• PASSAGE GIVEN

▶

WILLIAMSTOWN, Mass. — Within 24 hours of the violence in Charlottesville, Va., more than 300 area residents circled Field Park to protest the actions of white supremacists. 
 
The gathering swiftly organized by Greylock Together was one of nearly 800 known rallies against racism across the nation, including one at Park Square in Pittsfield by the Four Freedoms Coalition.
 
"A lot of people wanted to get to together and show support for our country against white nationalism, against domestic terrorism," Geraldine Shen said as a cacophony of horns blared in support as drivers entered the rotary. "I think people in our group are very action oriented and this was a good way to say this is an action that we could do."
 
Charlottesville was riven by protests as hundreds of neo-Nazis and white nationalist groups descended on the town over the weekend purportedly to protest the removal of a statue of Robert E. Lee. There were small breakouts of violence between them and anti-racists and leftist groups; on Saturday, a 32-year-old woman was killed and more than two dozen injured when a car driven by an alleged white supremacist rammed through a march on a side street. 
 
"We're just terrified at the state of the world right now," Christopher Thomas of North Adams, holding a Black Lives Matter sign, said.

◀

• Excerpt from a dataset
▶

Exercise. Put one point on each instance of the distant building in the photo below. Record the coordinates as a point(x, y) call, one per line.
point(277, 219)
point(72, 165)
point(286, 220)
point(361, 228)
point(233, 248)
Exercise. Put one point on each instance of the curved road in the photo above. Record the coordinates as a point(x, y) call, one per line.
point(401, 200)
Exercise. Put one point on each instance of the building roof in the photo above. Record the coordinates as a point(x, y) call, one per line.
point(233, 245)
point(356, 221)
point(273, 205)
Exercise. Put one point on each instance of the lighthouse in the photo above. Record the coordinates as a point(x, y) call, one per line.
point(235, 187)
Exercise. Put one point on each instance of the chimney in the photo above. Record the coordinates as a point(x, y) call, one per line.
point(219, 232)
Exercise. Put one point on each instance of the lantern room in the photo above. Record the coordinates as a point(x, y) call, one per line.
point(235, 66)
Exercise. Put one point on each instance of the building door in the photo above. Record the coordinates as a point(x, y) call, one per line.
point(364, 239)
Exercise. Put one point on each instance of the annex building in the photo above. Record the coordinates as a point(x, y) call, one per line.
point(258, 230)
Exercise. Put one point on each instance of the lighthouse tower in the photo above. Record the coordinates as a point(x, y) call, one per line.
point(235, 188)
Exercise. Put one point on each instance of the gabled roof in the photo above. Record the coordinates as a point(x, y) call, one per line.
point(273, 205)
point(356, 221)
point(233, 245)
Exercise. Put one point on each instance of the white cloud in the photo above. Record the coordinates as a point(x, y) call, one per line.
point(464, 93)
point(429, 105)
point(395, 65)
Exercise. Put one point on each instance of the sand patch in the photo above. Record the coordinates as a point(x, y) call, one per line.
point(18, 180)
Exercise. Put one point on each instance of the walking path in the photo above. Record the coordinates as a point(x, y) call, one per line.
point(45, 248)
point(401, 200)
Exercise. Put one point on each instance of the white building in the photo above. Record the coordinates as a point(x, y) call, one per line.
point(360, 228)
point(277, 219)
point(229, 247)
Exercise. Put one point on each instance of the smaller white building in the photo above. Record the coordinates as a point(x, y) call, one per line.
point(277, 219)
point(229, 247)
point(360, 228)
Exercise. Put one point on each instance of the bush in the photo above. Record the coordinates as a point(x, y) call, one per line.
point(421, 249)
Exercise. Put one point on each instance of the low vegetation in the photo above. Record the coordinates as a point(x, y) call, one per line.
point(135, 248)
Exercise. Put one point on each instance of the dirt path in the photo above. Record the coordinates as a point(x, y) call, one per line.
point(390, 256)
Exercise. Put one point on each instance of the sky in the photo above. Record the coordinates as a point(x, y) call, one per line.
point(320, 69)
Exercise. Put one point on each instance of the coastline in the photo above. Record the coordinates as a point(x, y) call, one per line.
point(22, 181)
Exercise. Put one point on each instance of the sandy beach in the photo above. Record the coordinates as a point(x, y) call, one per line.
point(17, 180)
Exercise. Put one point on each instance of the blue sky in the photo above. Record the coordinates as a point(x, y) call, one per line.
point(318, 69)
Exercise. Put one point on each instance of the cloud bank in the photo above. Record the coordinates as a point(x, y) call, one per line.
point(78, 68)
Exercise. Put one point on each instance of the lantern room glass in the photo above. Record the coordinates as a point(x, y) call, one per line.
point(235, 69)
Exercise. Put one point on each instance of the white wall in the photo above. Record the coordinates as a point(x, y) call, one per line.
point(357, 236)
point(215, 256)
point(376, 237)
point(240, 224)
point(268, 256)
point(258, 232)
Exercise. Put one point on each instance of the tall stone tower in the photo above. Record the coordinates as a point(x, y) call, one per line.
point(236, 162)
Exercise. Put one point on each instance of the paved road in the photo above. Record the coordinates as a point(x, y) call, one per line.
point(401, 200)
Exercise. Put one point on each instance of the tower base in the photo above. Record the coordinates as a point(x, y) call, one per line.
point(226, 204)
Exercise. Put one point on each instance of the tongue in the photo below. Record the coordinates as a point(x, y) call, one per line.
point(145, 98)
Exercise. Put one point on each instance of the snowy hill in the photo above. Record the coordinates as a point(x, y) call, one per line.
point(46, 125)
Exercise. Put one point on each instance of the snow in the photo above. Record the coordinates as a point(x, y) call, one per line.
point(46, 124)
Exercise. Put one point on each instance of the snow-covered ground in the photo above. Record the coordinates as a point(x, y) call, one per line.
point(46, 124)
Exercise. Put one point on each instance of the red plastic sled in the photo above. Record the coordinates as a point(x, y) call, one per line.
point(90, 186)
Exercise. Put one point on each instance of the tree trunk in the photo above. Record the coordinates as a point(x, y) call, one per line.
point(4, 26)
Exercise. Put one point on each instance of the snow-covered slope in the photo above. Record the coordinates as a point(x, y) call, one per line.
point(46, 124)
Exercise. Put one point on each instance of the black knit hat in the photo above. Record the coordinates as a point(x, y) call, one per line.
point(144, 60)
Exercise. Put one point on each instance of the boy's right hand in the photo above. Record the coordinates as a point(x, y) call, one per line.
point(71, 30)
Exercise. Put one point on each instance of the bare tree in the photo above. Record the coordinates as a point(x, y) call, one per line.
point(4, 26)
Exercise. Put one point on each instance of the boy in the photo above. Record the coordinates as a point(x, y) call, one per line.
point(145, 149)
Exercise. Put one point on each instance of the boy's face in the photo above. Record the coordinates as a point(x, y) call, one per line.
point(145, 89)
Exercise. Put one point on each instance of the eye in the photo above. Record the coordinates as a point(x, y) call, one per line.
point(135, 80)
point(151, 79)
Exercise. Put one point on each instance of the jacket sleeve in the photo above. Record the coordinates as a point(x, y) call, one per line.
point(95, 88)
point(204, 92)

◀

• EXERCISES
1) Reproduce word for word the stretch of the Williamstown rally report from "WILLIAMSTOWN, Mass. —" through "Four Freedoms Coalition.".
2) Resume the Williamstown rally report after its last sentence and carry it forward.

• RESPONSES
1)
WILLIAMSTOWN, Mass. — Within 24 hours of the violence in Charlottesville, Va., more than 300 area residents circled Field Park to protest the actions of white supremacists. 
 
The gathering swiftly organized by Greylock Together was one of nearly 800 known rallies against racism across the nation, including one at Park Square in Pittsfield by the Four Freedoms Coalition.

2)
He said the president hadn't seemed too concerned when David Duke, a member of the Ku Klux Klan, had endorsed him. Maybe that was just political ignorance at the time, Thomas said, but now someone has died and he felt the president had not taken a strong stand against racists but instead was talking about "many sides."
 
As 5 p.m. neared, the rally had dwindled to a few dozen people holding signs ranging from a simple "Love" to rainbows to "Change the system, save the world."
 
The local Greylock Together group formed in the wake of the last election to advocate for issues important to the community such as the environment, civil rights, health care and voting. 
 
The group meets every other week and Sunday happened to be its regular meeting time. 
 
"It was a natural extension to do something about what we saw happening in Virginia," Shen said. A notice and a Facebook post went out late Saturday afternoon, resulting in the high turnout on Sunday. 
 
"It's important for people to feel like there is something they can physically do," she said. "Obviously this isn't solving the problem but it shows that our community is strong in our resolve."
 
Thomas was more direct in why he felt important to show up. 
 
"I'm furious and I'm really mad and I don't know what to do and I'm trying to be peaceful," he said. "But I want to show I'm mad and I want to support the people who feel scared."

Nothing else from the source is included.